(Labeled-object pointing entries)
* * * * * * *

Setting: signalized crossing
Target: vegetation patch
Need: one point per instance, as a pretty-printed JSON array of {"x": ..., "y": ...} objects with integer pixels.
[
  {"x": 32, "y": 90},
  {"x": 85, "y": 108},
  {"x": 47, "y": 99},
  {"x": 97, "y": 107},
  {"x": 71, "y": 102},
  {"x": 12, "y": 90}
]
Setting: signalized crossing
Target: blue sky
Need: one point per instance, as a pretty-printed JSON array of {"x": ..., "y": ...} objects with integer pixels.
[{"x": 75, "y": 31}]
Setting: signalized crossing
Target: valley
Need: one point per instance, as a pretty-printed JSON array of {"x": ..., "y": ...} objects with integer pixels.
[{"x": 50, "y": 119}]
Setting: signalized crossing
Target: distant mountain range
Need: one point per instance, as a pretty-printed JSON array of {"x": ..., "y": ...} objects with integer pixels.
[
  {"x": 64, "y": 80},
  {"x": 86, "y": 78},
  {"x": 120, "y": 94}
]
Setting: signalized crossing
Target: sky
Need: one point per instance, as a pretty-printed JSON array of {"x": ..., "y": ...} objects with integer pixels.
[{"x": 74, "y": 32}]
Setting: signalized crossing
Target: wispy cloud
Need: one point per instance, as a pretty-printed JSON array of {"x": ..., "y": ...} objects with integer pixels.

* * * * * * *

Copy every entry above word for word.

Setting: signalized crossing
Target: vegetation patch
Need: one point per instance, as a pretty-printed JSON array of {"x": ..., "y": ...} objects with integer pixels.
[
  {"x": 32, "y": 90},
  {"x": 85, "y": 108},
  {"x": 47, "y": 99},
  {"x": 97, "y": 107},
  {"x": 71, "y": 102},
  {"x": 12, "y": 90}
]
Setting: signalized crossing
Target: blue sky
Need: one point per instance, as a pretty-printed JSON array of {"x": ..., "y": ...} objects with integer pixels.
[{"x": 75, "y": 31}]
Setting: signalized crossing
Target: valley
Need: one point per instance, as a pretty-printed JSON array of {"x": ..., "y": ...} objects with integer pixels.
[{"x": 50, "y": 119}]
Setting: signalized crossing
Target: distant mountain range
Need: one point per instance, as a pretty-printed JSON array of {"x": ..., "y": ...} objects with integer pixels.
[
  {"x": 64, "y": 80},
  {"x": 86, "y": 78},
  {"x": 120, "y": 94}
]
Setting: signalized crossing
Target: sky
Need: one point per instance, as a pretty-printed JSON array of {"x": ..., "y": ...} objects with integer pixels.
[{"x": 74, "y": 32}]
Setting: signalized crossing
Target: wispy cloud
Need: one point per instance, as a pretty-printed JSON array of {"x": ..., "y": ...} objects with integer pixels.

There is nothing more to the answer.